[Exercise]
Your task is to print all of the data word for word.
►
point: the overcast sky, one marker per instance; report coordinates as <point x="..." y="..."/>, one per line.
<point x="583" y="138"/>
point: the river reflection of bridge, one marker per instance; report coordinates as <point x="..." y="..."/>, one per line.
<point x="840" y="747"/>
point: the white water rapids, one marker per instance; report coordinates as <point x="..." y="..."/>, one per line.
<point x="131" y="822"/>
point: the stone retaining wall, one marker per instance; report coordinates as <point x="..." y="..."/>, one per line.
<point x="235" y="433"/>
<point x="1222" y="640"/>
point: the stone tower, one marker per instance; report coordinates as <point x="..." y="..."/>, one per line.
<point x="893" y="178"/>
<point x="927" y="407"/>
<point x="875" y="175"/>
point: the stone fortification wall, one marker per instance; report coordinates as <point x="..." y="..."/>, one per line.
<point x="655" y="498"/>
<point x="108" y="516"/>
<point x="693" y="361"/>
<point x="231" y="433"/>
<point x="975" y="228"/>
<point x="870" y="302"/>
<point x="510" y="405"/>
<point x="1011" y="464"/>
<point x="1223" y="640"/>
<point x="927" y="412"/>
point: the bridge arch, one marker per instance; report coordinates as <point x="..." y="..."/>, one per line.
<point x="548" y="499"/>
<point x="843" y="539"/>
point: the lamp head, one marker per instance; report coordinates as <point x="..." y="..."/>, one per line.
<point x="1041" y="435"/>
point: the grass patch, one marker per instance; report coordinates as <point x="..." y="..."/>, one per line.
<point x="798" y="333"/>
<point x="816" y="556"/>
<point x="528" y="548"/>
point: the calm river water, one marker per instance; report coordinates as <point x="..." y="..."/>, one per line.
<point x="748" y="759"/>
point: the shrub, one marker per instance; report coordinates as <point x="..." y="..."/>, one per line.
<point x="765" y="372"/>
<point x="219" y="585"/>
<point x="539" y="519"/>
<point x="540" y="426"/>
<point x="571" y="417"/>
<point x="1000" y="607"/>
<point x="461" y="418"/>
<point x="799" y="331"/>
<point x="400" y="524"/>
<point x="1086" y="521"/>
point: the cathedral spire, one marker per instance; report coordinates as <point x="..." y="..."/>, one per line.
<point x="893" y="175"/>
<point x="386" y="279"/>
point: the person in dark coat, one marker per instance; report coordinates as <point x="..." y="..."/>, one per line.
◄
[Completed task]
point: the overcast sky, one marker per instance; report coordinates as <point x="..." y="..."/>, one per line.
<point x="583" y="138"/>
point: the river reflection of bridge, one marker per instance; report coordinates as <point x="..." y="..."/>, one per line.
<point x="840" y="747"/>
point: the white water rapids, one marker per instance; report coordinates as <point x="..." y="..."/>, one per line.
<point x="131" y="822"/>
point: the stone retaining wall, one marker per instance; report coordinates as <point x="..." y="..."/>, one per line.
<point x="235" y="433"/>
<point x="1222" y="640"/>
point: the stone tower, one marker per instance; report coordinates as <point x="..." y="..."/>, one per line.
<point x="893" y="178"/>
<point x="927" y="407"/>
<point x="875" y="175"/>
point: the stone fortification wall, one marker per instance; report coordinates as <point x="..." y="..."/>, one per line.
<point x="655" y="498"/>
<point x="108" y="516"/>
<point x="693" y="361"/>
<point x="231" y="433"/>
<point x="975" y="228"/>
<point x="870" y="302"/>
<point x="510" y="405"/>
<point x="1011" y="464"/>
<point x="1223" y="640"/>
<point x="927" y="412"/>
point: the bridge arch, one marker per instance; report coordinates as <point x="..." y="..."/>, one per line.
<point x="548" y="499"/>
<point x="843" y="539"/>
point: the lamp head, one marker per instance; report coordinates as <point x="..." y="..."/>, one per line.
<point x="1041" y="435"/>
point: the grass patch, one marker per instance; report coordinates as <point x="..." y="..."/>, one per line.
<point x="798" y="333"/>
<point x="816" y="556"/>
<point x="528" y="548"/>
point: the calm river water, one marker per instance; report coordinates as <point x="..." y="..."/>, one per line.
<point x="748" y="759"/>
point: the shrub, one marker per instance; report coordinates as <point x="..." y="..."/>, one per line.
<point x="765" y="372"/>
<point x="219" y="585"/>
<point x="539" y="519"/>
<point x="540" y="426"/>
<point x="571" y="417"/>
<point x="1000" y="607"/>
<point x="461" y="418"/>
<point x="799" y="331"/>
<point x="400" y="524"/>
<point x="1086" y="521"/>
point: the cathedral spire, one marker per instance; report coordinates as <point x="..." y="..."/>, one per line.
<point x="893" y="175"/>
<point x="386" y="279"/>
point: the person in dark coat, one marker per instance; report coordinates as <point x="..." y="..."/>, one per line.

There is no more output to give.